SHORT EXERCISE: Turn every line of the entries below into a JSON list of strings, one string per line, and skip any blank lines. Omit the pictures from your answer.

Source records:
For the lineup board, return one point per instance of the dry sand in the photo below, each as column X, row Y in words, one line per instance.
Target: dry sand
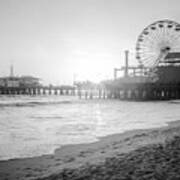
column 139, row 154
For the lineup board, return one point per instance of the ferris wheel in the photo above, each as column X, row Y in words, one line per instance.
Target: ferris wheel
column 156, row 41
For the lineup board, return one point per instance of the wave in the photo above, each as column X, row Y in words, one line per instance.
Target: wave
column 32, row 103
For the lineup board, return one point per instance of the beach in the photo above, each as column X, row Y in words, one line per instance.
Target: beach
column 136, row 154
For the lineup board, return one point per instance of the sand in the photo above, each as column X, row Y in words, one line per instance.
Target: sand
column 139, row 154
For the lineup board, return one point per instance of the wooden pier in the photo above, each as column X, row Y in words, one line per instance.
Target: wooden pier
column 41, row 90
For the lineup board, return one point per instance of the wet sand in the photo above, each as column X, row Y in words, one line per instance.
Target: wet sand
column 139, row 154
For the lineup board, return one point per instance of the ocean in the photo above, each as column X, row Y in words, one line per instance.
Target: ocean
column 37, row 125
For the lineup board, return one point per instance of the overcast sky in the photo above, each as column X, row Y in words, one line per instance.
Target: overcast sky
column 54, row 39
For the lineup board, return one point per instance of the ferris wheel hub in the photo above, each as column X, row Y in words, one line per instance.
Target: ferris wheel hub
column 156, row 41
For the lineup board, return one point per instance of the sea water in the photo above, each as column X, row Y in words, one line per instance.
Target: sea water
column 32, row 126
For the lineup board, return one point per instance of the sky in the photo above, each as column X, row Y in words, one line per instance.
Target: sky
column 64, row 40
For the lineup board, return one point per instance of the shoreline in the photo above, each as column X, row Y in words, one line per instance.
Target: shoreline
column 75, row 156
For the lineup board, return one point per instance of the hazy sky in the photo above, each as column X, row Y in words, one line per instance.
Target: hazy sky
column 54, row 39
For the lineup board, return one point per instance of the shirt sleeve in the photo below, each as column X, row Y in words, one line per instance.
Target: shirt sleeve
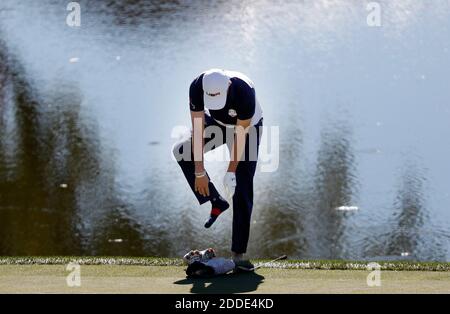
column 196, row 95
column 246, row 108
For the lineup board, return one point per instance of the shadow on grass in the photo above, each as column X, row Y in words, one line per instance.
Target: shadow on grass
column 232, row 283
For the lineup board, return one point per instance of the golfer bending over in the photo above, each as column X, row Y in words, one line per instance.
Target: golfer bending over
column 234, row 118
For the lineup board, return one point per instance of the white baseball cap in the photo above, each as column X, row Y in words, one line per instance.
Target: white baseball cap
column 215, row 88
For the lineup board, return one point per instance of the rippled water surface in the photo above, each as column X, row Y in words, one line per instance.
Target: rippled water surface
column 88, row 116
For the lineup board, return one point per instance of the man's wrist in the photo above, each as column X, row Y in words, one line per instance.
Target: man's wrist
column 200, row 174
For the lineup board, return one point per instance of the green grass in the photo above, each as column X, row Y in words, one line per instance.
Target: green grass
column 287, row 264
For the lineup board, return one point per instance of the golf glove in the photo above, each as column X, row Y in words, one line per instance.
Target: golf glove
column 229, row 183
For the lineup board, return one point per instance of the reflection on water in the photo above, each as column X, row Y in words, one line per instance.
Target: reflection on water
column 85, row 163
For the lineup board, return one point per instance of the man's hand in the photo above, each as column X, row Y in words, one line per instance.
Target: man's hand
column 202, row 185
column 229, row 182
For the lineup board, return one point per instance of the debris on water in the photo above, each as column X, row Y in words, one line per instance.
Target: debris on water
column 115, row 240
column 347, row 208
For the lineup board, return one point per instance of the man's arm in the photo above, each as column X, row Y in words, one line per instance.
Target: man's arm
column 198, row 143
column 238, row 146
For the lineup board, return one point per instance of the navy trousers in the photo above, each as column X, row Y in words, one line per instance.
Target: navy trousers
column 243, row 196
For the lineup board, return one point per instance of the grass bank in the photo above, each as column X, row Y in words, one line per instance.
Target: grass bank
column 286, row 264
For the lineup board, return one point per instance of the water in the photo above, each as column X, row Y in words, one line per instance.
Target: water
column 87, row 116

CORRECT OUTPUT:
[
  "For the lineup board, return one point per instance of the dry sand in the photo below, each as column X, row Y in words, one line per instance.",
  "Target: dry sand",
  "column 139, row 154",
  "For the lineup board, return one point per instance of the ferris wheel in the photo above, each as column X, row Y in words, one line per instance.",
  "Target: ferris wheel",
  "column 156, row 41",
  "For the lineup board, return one point per instance of the wave in the photo above, each as column X, row Y in words, one line per instance.",
  "Target: wave",
  "column 32, row 103",
  "For the lineup board, return one point per instance of the beach in the photo above, each as column X, row Y in words, one line per instance.",
  "Target: beach",
  "column 136, row 154",
  "For the lineup board, return one point per instance of the sand in the photo above, each as column X, row Y in words, one line per instance.",
  "Target: sand",
  "column 139, row 154",
  "For the lineup board, return one point per instance of the wooden pier in the photo above, each as column X, row Y in words, one line per instance.",
  "Target: wooden pier",
  "column 41, row 90",
  "For the lineup board, return one point per instance of the wet sand in the photo above, each as column X, row Y in words, one line per instance.",
  "Target: wet sand",
  "column 139, row 154",
  "For the lineup board, return one point per instance of the ocean in the photo above, each as column X, row Y in words, one line per instance.",
  "Target: ocean",
  "column 37, row 125",
  "For the lineup board, return one point per instance of the overcast sky in the photo above, each as column X, row Y in words, one line per instance.",
  "Target: overcast sky",
  "column 54, row 39",
  "For the lineup board, return one point per instance of the ferris wheel hub in the photo above, each as column X, row Y in words, one line per instance.",
  "Target: ferris wheel hub",
  "column 156, row 41",
  "For the lineup board, return one point per instance of the sea water in the photo above, each as column X, row Y in words, one line per instance.",
  "Target: sea water",
  "column 32, row 126",
  "For the lineup board, return one point per instance of the sky in the photo above, each as column X, row Y in words, one line per instance.",
  "Target: sky",
  "column 64, row 40",
  "For the lineup board, return one point per instance of the shoreline in the photo above, each as column X, row Y in words, one line per instance.",
  "Target: shoreline",
  "column 75, row 156",
  "For the lineup board, return one point per instance of the hazy sky in the photo above, each as column X, row Y in words, one line per instance.",
  "Target: hazy sky",
  "column 54, row 39",
  "For the lineup board, return one point per instance of the shirt sleeve in the photo below, each as column X, row Y in words, one line per instance.",
  "Target: shirt sleeve",
  "column 196, row 95",
  "column 246, row 108",
  "For the lineup board, return one point per instance of the shadow on grass in the photo above, each as column X, row Y in words, one line per instance.",
  "Target: shadow on grass",
  "column 232, row 283",
  "For the lineup board, return one point per instance of the golfer bending over in the photo above, each as column X, row Y in words, one line per instance.",
  "Target: golfer bending over",
  "column 234, row 118",
  "For the lineup board, return one point per instance of the white baseball cap in the photo above, each as column X, row Y in words, one line per instance.",
  "Target: white baseball cap",
  "column 215, row 88",
  "For the lineup board, return one point per instance of the rippled water surface in the photo above, each as column X, row Y in words, one line per instance.",
  "Target: rippled water surface",
  "column 88, row 116",
  "For the lineup board, return one point per instance of the man's wrist in the photo above, each as column X, row Y in words, one line per instance.",
  "Target: man's wrist",
  "column 200, row 174",
  "For the lineup board, return one point per instance of the green grass in the photo above, each as column X, row Y in words, one line per instance.",
  "Target: green grass",
  "column 287, row 264",
  "For the lineup board, return one point per instance of the golf glove in the photo above, each as column X, row Y in words, one line per instance.",
  "Target: golf glove",
  "column 229, row 183",
  "For the lineup board, return one point per instance of the reflection on water in the photo above, each as column X, row Y in words, one line per instance.",
  "Target: reflection on water",
  "column 85, row 163",
  "For the lineup board, return one point per instance of the man's hand in the photo above, each as column X, row Y in words, one line per instance.",
  "Target: man's hand",
  "column 202, row 185",
  "column 229, row 182",
  "For the lineup board, return one point per instance of the debris on water in the photo above, each as column X, row Y in words, one line per instance.",
  "Target: debris on water",
  "column 115, row 240",
  "column 347, row 208",
  "For the lineup board, return one point per instance of the man's arm in the photo above, each as column X, row Y in words, one line per instance.",
  "Target: man's arm",
  "column 198, row 143",
  "column 238, row 146",
  "For the lineup board, return one point per instance of the navy trousers in the photo above, each as column X, row Y in words, one line per instance.",
  "Target: navy trousers",
  "column 243, row 196",
  "For the lineup board, return one point per instance of the grass bank in the photo above, each as column X, row Y in words, one line per instance.",
  "Target: grass bank",
  "column 286, row 264",
  "For the lineup board, return one point per instance of the water in the photo above, each as column X, row Y in words, one line per instance.",
  "Target: water",
  "column 87, row 116"
]